● **What you should do**: Copy out every line below that contains the string "lamp", matching upper and lower case.

==================================================

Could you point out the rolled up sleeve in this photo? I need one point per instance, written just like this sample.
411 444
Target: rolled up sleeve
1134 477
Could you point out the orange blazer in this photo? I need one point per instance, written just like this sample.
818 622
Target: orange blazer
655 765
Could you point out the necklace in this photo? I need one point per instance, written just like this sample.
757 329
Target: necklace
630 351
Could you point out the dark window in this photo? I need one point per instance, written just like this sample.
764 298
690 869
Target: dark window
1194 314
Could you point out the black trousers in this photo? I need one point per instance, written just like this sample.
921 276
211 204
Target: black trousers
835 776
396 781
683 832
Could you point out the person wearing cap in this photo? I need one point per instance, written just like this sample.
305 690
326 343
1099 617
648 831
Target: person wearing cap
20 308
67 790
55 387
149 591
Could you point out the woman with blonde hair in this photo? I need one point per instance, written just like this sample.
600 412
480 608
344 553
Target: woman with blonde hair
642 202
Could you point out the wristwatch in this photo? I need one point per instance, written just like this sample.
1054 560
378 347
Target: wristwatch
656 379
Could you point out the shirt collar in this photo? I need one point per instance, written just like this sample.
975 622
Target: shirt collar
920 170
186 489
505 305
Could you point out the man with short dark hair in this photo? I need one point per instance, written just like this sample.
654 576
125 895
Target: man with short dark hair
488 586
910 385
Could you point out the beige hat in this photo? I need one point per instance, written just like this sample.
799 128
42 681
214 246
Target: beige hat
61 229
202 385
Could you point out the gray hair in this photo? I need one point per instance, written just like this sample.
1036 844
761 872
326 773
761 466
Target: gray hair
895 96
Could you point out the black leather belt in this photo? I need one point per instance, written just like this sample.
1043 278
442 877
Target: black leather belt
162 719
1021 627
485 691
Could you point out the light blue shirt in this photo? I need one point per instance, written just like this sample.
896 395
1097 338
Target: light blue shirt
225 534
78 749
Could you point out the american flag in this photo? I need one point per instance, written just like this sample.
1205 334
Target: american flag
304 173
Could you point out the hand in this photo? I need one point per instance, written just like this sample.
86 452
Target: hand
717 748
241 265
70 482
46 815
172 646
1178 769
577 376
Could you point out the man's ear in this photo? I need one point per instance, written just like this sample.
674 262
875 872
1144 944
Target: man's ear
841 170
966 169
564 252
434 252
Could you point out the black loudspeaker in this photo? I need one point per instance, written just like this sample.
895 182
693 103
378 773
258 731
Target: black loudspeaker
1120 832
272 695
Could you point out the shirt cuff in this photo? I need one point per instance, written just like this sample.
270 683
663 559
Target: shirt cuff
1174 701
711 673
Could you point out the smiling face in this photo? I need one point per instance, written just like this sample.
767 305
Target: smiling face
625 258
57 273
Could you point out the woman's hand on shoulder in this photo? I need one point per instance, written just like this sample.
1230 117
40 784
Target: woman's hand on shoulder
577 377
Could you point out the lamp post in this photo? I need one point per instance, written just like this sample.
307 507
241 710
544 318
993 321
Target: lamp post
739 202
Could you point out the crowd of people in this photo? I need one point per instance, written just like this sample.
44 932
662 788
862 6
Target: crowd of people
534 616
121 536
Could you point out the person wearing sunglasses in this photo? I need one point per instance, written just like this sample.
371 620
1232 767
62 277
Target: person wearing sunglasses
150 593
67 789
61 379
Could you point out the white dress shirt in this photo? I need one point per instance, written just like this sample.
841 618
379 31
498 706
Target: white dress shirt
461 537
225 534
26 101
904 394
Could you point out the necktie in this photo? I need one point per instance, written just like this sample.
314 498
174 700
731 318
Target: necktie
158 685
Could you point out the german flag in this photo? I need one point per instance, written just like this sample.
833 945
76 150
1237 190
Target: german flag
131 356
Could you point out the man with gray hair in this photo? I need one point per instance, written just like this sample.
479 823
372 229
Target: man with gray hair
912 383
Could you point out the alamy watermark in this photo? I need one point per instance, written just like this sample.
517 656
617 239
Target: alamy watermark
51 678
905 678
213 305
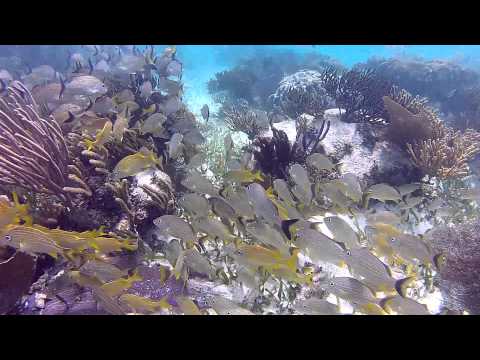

==================================================

● **Answer to the exercise**:
Could you point out the lamp post in this photo? I need one point per instance, written just like this sample.
Target: lamp post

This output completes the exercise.